▶ Exercise:
Pull out every text line of all the entries below, word for word, and leave the pictures out of your answer.

▶ Task data:
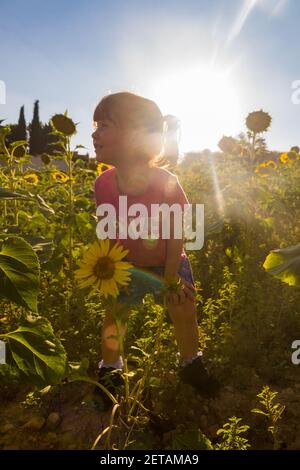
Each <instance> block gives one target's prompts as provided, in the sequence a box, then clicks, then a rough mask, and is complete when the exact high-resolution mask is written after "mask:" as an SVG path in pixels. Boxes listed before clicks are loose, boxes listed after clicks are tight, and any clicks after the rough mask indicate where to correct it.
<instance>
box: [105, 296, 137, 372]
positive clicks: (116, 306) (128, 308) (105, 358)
mask: <svg viewBox="0 0 300 470" xmlns="http://www.w3.org/2000/svg"><path fill="white" fill-rule="evenodd" d="M121 310H122V311H123V312H122V319H123V321H122V324H121V326H120V327H119V329H120V331H119V334H120V335H121V336H122V337H124V335H125V333H126V329H127V322H126V320H127V318H128V316H129V312H130V309H129V307H128V306H127V305H124V304H116V310H115V312H116V313H118V312H120V311H121ZM124 320H125V321H124ZM117 337H118V330H117V325H116V321H115V319H114V316H113V312H112V309H110V308H107V310H106V316H105V319H104V322H103V326H102V333H101V352H102V359H103V362H104V363H105V364H111V363H115V362H116V361H117V360H118V359H119V357H120V341H119V339H118V338H117Z"/></svg>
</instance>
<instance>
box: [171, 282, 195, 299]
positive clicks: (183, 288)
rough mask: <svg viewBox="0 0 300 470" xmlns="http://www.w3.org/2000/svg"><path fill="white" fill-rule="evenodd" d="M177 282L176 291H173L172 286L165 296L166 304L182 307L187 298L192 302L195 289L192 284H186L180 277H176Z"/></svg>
mask: <svg viewBox="0 0 300 470" xmlns="http://www.w3.org/2000/svg"><path fill="white" fill-rule="evenodd" d="M178 281H179V282H178V283H177V284H176V289H174V285H173V286H172V287H171V288H170V289H169V292H168V295H167V300H168V302H170V303H172V304H175V305H182V304H184V303H185V301H186V299H187V298H188V299H189V300H190V301H192V302H194V300H195V294H196V289H195V287H194V286H193V284H191V283H190V282H187V281H186V280H185V279H183V278H181V277H178Z"/></svg>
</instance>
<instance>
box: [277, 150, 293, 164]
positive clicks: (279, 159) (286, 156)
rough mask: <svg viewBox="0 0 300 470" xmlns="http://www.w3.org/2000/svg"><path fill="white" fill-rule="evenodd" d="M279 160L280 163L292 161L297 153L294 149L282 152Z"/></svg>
mask: <svg viewBox="0 0 300 470" xmlns="http://www.w3.org/2000/svg"><path fill="white" fill-rule="evenodd" d="M279 160H280V161H281V163H288V164H289V163H292V162H293V161H294V160H297V153H296V152H294V151H290V152H284V153H282V154H281V155H280V157H279Z"/></svg>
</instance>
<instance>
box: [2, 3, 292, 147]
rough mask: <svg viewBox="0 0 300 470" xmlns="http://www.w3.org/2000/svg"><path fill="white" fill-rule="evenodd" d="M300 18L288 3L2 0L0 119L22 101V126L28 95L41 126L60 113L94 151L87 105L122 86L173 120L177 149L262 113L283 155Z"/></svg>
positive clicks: (223, 134) (238, 131) (91, 117)
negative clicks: (251, 115)
mask: <svg viewBox="0 0 300 470" xmlns="http://www.w3.org/2000/svg"><path fill="white" fill-rule="evenodd" d="M299 19H300V2H299V1H298V0H207V1H206V0H197V1H196V0H195V1H194V0H181V1H179V0H173V1H171V0H164V1H163V2H162V1H157V0H149V1H148V0H143V1H136V0H126V1H121V0H110V1H109V2H107V1H105V2H104V1H102V0H98V1H96V0H86V1H74V0H73V1H71V0H59V1H58V0H52V1H49V2H43V1H42V0H27V1H26V2H24V1H21V0H15V1H12V0H1V3H0V57H1V63H0V80H1V81H2V82H4V83H5V85H6V102H5V104H0V119H1V118H5V119H6V120H7V122H15V121H16V120H17V119H18V114H19V108H20V106H22V105H23V104H24V105H25V114H26V119H27V122H29V121H30V120H31V118H32V110H33V102H34V100H35V99H39V100H40V117H41V120H42V121H48V119H49V118H50V117H51V116H52V115H53V114H55V113H60V112H64V110H65V109H68V112H69V115H70V116H71V117H72V118H73V119H74V121H75V122H79V125H78V134H77V135H76V136H75V137H74V140H73V142H74V144H78V143H81V144H83V145H85V146H86V147H87V148H88V151H89V152H90V153H91V154H92V155H93V150H92V140H91V137H90V134H91V132H92V113H93V109H94V107H95V105H96V104H97V102H98V101H99V99H100V98H101V97H102V96H104V95H106V94H107V93H109V92H115V91H120V90H125V89H126V90H131V91H135V92H138V93H140V94H142V95H144V96H147V97H149V98H152V99H156V102H157V104H158V105H159V106H160V107H161V110H162V112H163V113H164V114H168V113H173V114H177V115H178V117H179V118H180V119H181V121H182V134H181V144H180V146H181V151H182V152H185V151H189V150H201V149H204V148H211V149H212V150H215V149H216V148H217V142H218V140H219V139H220V138H221V137H222V135H224V134H225V135H237V134H238V133H239V132H240V131H243V130H245V127H244V120H245V117H246V115H247V113H248V112H251V111H254V110H257V109H261V108H262V109H264V110H265V111H268V112H269V113H270V114H271V115H272V118H273V121H272V126H271V128H270V131H269V132H268V133H267V134H266V135H265V136H266V138H267V142H268V145H269V147H270V148H271V149H277V150H285V149H288V148H290V146H292V145H299V144H300V132H299V131H300V104H298V105H297V104H293V103H292V100H291V95H292V92H293V90H292V88H291V85H292V82H293V81H295V80H300V66H299V56H300V41H299V37H298V36H299V33H298V24H299ZM208 70H209V73H208V74H207V73H206V72H207V71H208ZM187 71H189V73H187ZM195 77H196V78H195ZM0 102H1V101H0Z"/></svg>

▶ Task output:
Each <instance> block gives one target's prompts as provided, in the sequence a box, then clicks, then a rough mask, and is complete when the exact high-resolution mask is written after "mask:" as an SVG path in pixels. Boxes listed before clicks are loose, boxes listed after clicks are tight, and any clicks after the rough mask indicate where to correct it.
<instance>
box: [105, 296, 137, 372]
positive clicks: (116, 306) (128, 308) (105, 358)
mask: <svg viewBox="0 0 300 470" xmlns="http://www.w3.org/2000/svg"><path fill="white" fill-rule="evenodd" d="M121 310H122V311H123V312H122V319H123V321H122V324H121V326H120V327H119V329H120V331H119V334H120V335H121V336H122V337H124V335H125V333H126V329H127V322H126V320H127V318H128V316H129V312H130V309H129V307H128V306H127V305H124V304H116V310H115V312H116V313H118V312H120V311H121ZM124 320H125V321H124ZM117 337H118V330H117V325H116V321H115V319H114V316H113V312H112V309H110V308H107V310H106V316H105V319H104V322H103V326H102V333H101V352H102V359H103V362H104V363H105V364H111V363H115V362H116V361H117V360H118V359H119V357H120V341H119V339H118V338H117Z"/></svg>
</instance>
<instance>
box: [171, 282, 195, 299]
positive clicks: (183, 288)
rough mask: <svg viewBox="0 0 300 470" xmlns="http://www.w3.org/2000/svg"><path fill="white" fill-rule="evenodd" d="M177 282L176 291H173L172 286L165 296L166 304L182 307L187 298L192 302L195 289L192 284H186L180 277H176Z"/></svg>
mask: <svg viewBox="0 0 300 470" xmlns="http://www.w3.org/2000/svg"><path fill="white" fill-rule="evenodd" d="M178 281H179V282H178V283H177V284H176V289H174V285H173V286H172V287H171V288H170V289H169V292H168V295H167V300H168V302H170V303H172V304H175V305H182V304H184V303H185V301H186V299H187V298H188V299H189V300H190V301H192V302H194V300H195V294H196V289H195V287H194V286H193V284H191V283H190V282H187V281H186V280H185V279H183V278H181V277H178Z"/></svg>
</instance>
<instance>
box: [277, 150, 293, 164]
positive clicks: (279, 159) (286, 156)
rough mask: <svg viewBox="0 0 300 470" xmlns="http://www.w3.org/2000/svg"><path fill="white" fill-rule="evenodd" d="M279 160L280 163L292 161L297 153L294 149L282 152Z"/></svg>
mask: <svg viewBox="0 0 300 470" xmlns="http://www.w3.org/2000/svg"><path fill="white" fill-rule="evenodd" d="M279 160H280V161H281V163H288V164H289V163H292V162H293V161H294V160H297V153H296V152H294V151H290V152H284V153H282V154H281V155H280V157H279Z"/></svg>
</instance>
<instance>
box: [2, 3, 292, 147]
rough mask: <svg viewBox="0 0 300 470" xmlns="http://www.w3.org/2000/svg"><path fill="white" fill-rule="evenodd" d="M300 18L288 3L2 0L0 119L22 101V126L28 95L41 126L60 113L94 151L87 105L122 86L173 120L177 149L262 113L283 155Z"/></svg>
positive clicks: (223, 134) (238, 131) (91, 117)
negative clicks: (251, 115)
mask: <svg viewBox="0 0 300 470" xmlns="http://www.w3.org/2000/svg"><path fill="white" fill-rule="evenodd" d="M299 19H300V2H299V1H298V0H207V1H206V0H197V1H196V0H195V1H194V0H181V1H179V0H173V1H171V0H164V1H163V2H162V1H157V0H149V1H148V0H143V1H136V0H126V1H121V0H110V1H109V2H107V1H105V2H104V1H102V0H98V1H96V0H86V1H74V0H73V1H71V0H59V1H58V0H52V1H49V2H43V1H42V0H27V1H26V2H24V1H21V0H15V1H12V0H1V3H0V57H1V63H0V80H1V81H2V82H4V83H5V85H6V102H5V104H0V119H1V118H5V119H6V120H7V122H15V121H16V120H17V119H18V114H19V108H20V106H22V105H23V104H24V105H25V114H26V119H27V122H29V121H30V120H31V118H32V110H33V102H34V100H35V99H39V100H40V117H41V120H42V121H48V119H49V118H50V117H51V116H52V115H53V114H55V113H60V112H64V110H65V109H68V112H69V115H70V116H71V117H72V118H73V119H74V121H75V122H79V125H78V134H77V135H76V136H75V137H74V140H73V142H74V144H78V143H81V144H83V145H85V146H86V147H87V148H88V151H89V152H90V153H91V154H92V155H93V150H92V140H91V137H90V134H91V132H92V113H93V109H94V107H95V105H96V104H97V102H98V101H99V99H100V98H101V97H102V96H104V95H106V94H107V93H109V92H115V91H120V90H125V89H126V90H131V91H135V92H138V93H140V94H142V95H144V96H147V97H149V98H152V99H156V102H157V104H158V105H159V106H160V107H161V110H162V112H163V113H164V114H168V113H173V114H177V115H178V117H179V118H180V119H181V121H182V134H181V144H180V146H181V151H182V152H185V151H189V150H201V149H204V148H211V149H212V150H215V149H216V148H217V142H218V140H219V139H220V138H221V137H222V135H224V134H225V135H237V134H238V133H239V132H240V131H243V130H245V127H244V120H245V117H246V115H247V113H248V112H251V111H254V110H257V109H261V108H262V109H264V110H265V111H268V112H269V113H270V114H271V115H272V118H273V121H272V126H271V128H270V131H269V132H268V133H267V134H266V135H265V136H266V138H267V142H268V145H269V147H270V148H271V149H277V150H285V149H288V148H290V146H292V145H299V144H300V132H299V131H300V104H298V105H297V104H293V103H292V100H291V95H292V92H293V90H292V88H291V85H292V82H293V81H295V80H300V66H299V56H300V41H299V37H298V36H299V33H298V24H299ZM208 70H209V73H208V74H207V73H206V72H207V71H208ZM187 71H189V73H187ZM195 77H196V78H195ZM0 102H1V101H0Z"/></svg>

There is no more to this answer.